### REQUEST
Please resume the passage below on the AP program and the IB curriculum, continuing from its last sentence.

The Advanced Placement (AP) program and the International Baccalaureate (IB) curriculum are the two most prominent elite-level educational opportunities for high school students across the globe. While the AP program offers individual advanced courses, the IB curriculum provides a comprehensive educational framework. Both are widely recognized by post-secondary institutions worldwide for their rigorous academic standards.
One of the benefits of the AP program is its flexibility, allowing students to hop in and out of courses according to their interests and needs. This means they are not locked into a specific set of courses or a particular sequence, as they can choose from a wide range of subjects to suit their goals and strengths.
On the other hand, the IB curriculum offers a holistic and structured approach to learning, with its interdisciplinary focus and emphasis on critical thinking, problem-solving, and global citizenship.
Many parents, guardians, teachers, and students may wonder about the real-world benefits of the AP program and the IB curriculum. This article will discuss how they affect post-secondary admissions and the overall impact of participating in these advanced educational opportunities.
What Are the Differences Between AP and IB?
The Advanced Placement program was created by the College Board in 1955. It offers college-level courses for high school students, which are primarily taken during grades 11 and 12. There are currently 38 AP courses and exams available, ranging from science and math to the humanities, art, music, and beyond.
In 2018, College Board also began offering Pre-AP courses for students in their first and second year of high school. The Pre-AP courses are designed to allow students to focus on the core themes in every course and develop essential skills needed to succeed in grades 11 and 12. As of 2021, eleven Pre-AP courses are available, although no official Pre-AP-designated schools in Canada exist. In the United States, over twelve thousand schools offer AP Calculus AB, while only 288 offer Pre-AP Algebra 1. Technically, students can take any AP courses beginning in grade 9, but due to its difficulty and level of critical thinking needed of students, the CollegeBoard does not recommend it until they are in grade 11 or 12.

### DATA SECTION
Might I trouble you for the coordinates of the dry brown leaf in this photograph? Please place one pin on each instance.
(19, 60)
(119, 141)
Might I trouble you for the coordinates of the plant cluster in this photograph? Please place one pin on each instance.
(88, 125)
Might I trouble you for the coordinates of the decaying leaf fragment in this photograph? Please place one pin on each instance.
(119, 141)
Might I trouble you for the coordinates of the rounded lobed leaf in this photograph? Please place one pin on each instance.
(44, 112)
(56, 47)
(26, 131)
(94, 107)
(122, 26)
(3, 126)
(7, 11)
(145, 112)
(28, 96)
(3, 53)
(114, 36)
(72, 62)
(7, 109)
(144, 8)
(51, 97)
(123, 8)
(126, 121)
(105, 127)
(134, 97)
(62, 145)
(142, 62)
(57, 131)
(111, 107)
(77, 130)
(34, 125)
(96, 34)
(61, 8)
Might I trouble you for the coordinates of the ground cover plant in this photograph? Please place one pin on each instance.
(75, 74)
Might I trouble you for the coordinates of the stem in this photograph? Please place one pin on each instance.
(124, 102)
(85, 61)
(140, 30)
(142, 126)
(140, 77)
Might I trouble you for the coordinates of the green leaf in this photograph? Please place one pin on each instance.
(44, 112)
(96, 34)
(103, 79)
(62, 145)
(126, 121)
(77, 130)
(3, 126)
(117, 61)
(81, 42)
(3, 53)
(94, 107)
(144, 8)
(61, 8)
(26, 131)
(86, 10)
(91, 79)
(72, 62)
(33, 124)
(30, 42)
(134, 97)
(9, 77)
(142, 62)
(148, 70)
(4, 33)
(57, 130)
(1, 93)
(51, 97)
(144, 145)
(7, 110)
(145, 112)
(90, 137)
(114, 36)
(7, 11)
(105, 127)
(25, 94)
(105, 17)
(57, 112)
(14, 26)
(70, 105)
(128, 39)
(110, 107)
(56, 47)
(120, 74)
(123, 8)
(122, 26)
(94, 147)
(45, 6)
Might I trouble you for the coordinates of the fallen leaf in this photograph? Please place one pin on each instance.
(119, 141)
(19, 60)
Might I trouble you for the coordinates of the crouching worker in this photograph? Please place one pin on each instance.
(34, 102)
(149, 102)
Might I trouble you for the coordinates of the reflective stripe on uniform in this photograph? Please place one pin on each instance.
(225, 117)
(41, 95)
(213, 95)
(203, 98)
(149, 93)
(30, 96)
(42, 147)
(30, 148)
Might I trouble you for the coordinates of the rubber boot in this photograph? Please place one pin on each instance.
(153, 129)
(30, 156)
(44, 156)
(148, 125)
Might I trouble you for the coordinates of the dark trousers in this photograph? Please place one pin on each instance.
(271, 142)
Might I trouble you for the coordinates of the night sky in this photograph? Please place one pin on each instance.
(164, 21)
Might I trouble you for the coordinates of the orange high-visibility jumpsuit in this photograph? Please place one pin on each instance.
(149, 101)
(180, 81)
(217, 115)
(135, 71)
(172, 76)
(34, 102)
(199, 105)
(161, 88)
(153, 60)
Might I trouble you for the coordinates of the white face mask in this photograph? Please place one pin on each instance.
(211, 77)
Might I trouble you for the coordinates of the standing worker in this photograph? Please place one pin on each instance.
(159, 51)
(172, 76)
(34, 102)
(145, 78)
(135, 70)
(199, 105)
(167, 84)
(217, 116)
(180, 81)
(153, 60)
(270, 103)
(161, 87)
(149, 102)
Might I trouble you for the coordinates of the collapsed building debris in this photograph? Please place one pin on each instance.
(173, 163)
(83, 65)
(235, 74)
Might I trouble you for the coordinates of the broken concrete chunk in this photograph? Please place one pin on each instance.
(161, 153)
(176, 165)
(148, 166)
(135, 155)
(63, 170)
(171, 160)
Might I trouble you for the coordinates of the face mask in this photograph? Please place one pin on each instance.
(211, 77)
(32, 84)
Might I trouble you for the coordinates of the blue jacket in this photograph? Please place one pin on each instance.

### ANSWER FOR THE TASK
The International Baccalaureate, on the other hand, is a complete and comprehensive programme that covers grades 1 to 12. It offers a Primary Years Programme (PYP) for students aged 3 to 12, a five-year Middle Years Programme (MYP) for students aged 11-16, and a two-year Diploma Programme (DP) for students aged 16 to 19. To learn more about the IB Programmes, click on this link. Students do not have to begin with the PYP or MYP; they can join IB in Grade 11 to get their IB Diploma. To do so, they must pass six courses, three of which must be Higher Level (HL), complete their theory of knowledge (TOK), extended essay (EE), and a creativity, activity, services (CAS) requirement. Alternatively, they can pursue an IB certificate for as many courses as they like.
In Canada, both AP and IB are well represented in schools. There are 377 IB schools in Canada (189 schools offer the DP, 172 offer the MYP, and 189 offer PYP), while 424 schools across Canada offer AP. If we compare the programs that are offered specifically in high school, AP is twice as popular as IBDP in Canada. In the United States, AP is overwhelmingly more popular, being offered in over 16,000 schools, while IB is only offered in 1,900. However, with approximately 18,000 schools offering AP courses worldwide, it is clear that it is primarily situated in the United States; IB is more evenly distributed internationally.
While the gap in comprehensiveness between AP and IB is closing, largely due to the introduction of the Pre-AP program, it is generally accepted that IB is comparatively more well-rounded.
For example, a widely accepted advantage of the IBDP curriculum is its required extra components — Theory of Knowledge and the Extended Essay. Theory of Knowledge is a 2-year long course designed to help students develop critical and philosophical thinking skills by prompting them to question the nature of knowledge by exploring knowledge claims in different subjects, such as the Natural Sciences, History, Art, Ethics, etc.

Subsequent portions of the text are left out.